§ Problems to solve
1 – From the abstract below on in-air output of a medical linear accelerator, list the three major contributors of scatter radiation that it names.
2 – According to the abstract below on in-air output of a medical linear accelerator, what method summed the scatter contribution of each segmented equivalent field at the detector plane?
3 – For each statement, say whether the abstract below on in-air output of a medical linear accelerator agrees with it, and quote the words that decide it: (a) Calculated and measured in-air output factors agreed well for both open and external wedge fields. (b) Calculating head scatter requires collecting additional dosimetric data. (c) The same field size determined the amount of scatter contribution for each component.

Publication year - 1998
Publication title -
medical physics
Language(s) - English
Resource type - Journals
SCImago Journal Rank - 1.473
H-Index - 180
eISSN - 2473-4209
pISSN - 0094-2405
DOI - 10.1118/1.598350
Subject(s) - collimator , detector , optics , wedge (geometry) , physics , linear particle accelerator , multileaf collimator , flattening , dosimetry , mathematics , nuclear medicine , beam (structure) , medicine , astronomy
Three major contributors of scatter radiation to the in‐air output of a medical linear accelerator are the flattening filter, wedge, and tertiary collimator. These were considered separately in the development of an algorithm to be used to set up an in‐air output factor calculation formalism for open and wedge fields of irregular shape. A detector's eye view (DEV) field defined at the source plane was used to account for the effects of collimator exchange and the partial blockage of the flattening filter by the tertiary collimator in the determination of head scatter. An irregular field determined at the source plane by a DEV was segmented and mapped back into the detector plane by a field‐mapping method. Field mapping was performed by using a geometric conversion factor and equivalent field relationships for head scatter. The scatter contribution of each segmented equivalent field at the detector plane was summed by Clarkson integration. The same methodology was applied for determining both tertiary collimator and wedge scatter contribution. However, the field size that determined the amount of scatter contribution was not the same for each component. For tertiary collimator scatter and external wedge scatter, a field projected to the detector plane was used directly. Comparisons of calculated and measured values for in‐air output factors showed good agreement for both open and external wedge fields. This algorithm can also be used for multileaf collimator (MLC) fields irrespective of the position of the MLC (i.e., whether the MLC replaces one secondary collimator or is used as a tertiary collimator). The measurement and parameterization of tertiary collimator scatter is necessary to account for its contribution to the in‐air output. Because a source‐plane field is mapped into the detector plane, no additional dosimetric data acquisition is necessary for the calculation of head scatter.

§ Source information
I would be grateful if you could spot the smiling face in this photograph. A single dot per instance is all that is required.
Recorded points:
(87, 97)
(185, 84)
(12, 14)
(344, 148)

§ Per-task answers
1 – The flattening filter, the wedge, and the tertiary collimator.

2 – Clarkson integration.

3 –
(a) Yes: "Comparisons of calculated and measured values for in‐air output factors showed good agreement for both open and external wedge fields."
(b) No: "no additional dosimetric data acquisition is necessary for the calculation of head scatter."
(c) No: "the field size that determined the amount of scatter contribution was not the same for each component."